*DIRECTIONS FOR THIS TASK*.
Once the records below have been read, copy them all out exactly.
*** DATA SHOWN
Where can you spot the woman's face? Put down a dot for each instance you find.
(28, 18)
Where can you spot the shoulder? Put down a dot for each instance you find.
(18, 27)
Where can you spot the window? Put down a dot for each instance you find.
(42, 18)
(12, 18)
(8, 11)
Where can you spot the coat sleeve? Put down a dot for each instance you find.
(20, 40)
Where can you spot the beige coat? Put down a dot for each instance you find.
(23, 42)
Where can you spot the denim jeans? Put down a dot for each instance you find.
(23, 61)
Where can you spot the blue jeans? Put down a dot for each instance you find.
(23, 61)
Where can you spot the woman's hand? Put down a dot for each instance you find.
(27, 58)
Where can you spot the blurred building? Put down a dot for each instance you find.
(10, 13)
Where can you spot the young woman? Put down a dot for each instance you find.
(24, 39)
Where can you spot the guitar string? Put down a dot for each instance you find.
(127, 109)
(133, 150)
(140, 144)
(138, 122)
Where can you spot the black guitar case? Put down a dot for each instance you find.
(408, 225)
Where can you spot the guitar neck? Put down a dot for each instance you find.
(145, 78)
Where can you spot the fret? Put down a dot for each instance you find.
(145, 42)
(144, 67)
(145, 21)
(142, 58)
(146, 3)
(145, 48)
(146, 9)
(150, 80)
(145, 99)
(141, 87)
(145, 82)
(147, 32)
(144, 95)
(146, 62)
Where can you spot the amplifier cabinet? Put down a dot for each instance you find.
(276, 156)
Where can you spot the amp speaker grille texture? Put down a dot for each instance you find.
******
*ANSWER TO THIS TASK*.
Where can you spot the woman's face? Put down a dot for each instance you find.
(28, 18)
Where can you spot the shoulder? Put down a dot for each instance you find.
(18, 27)
Where can you spot the window? Put down a dot for each instance you find.
(42, 18)
(12, 18)
(8, 11)
Where can you spot the coat sleeve? Put down a dot for each instance you find.
(20, 40)
Where can you spot the beige coat? Put down a dot for each instance you find.
(23, 42)
Where can you spot the denim jeans? Put down a dot for each instance you find.
(23, 61)
Where can you spot the blue jeans? Put down a dot for each instance you find.
(23, 61)
Where can you spot the woman's hand? Put down a dot for each instance you find.
(27, 58)
Where can you spot the blurred building? Put down a dot for each instance you find.
(10, 13)
Where can you spot the young woman? Put down a dot for each instance you find.
(24, 39)
Where can you spot the guitar string? Put down a dot for each instance you find.
(127, 109)
(133, 150)
(140, 144)
(138, 122)
Where can you spot the black guitar case? Put down a dot for each instance you find.
(408, 225)
Where can you spot the guitar neck? Put down a dot for each instance you find.
(145, 78)
Where can you spot the fret? Put down a dot for each instance you find.
(145, 42)
(144, 67)
(145, 21)
(142, 58)
(146, 3)
(145, 48)
(146, 9)
(150, 80)
(145, 99)
(141, 87)
(145, 82)
(147, 32)
(144, 95)
(146, 62)
Where can you spot the amplifier cabinet? Put down a dot for each instance you find.
(276, 156)
Where can you spot the amp speaker grille texture? Put down a dot for each instance you find.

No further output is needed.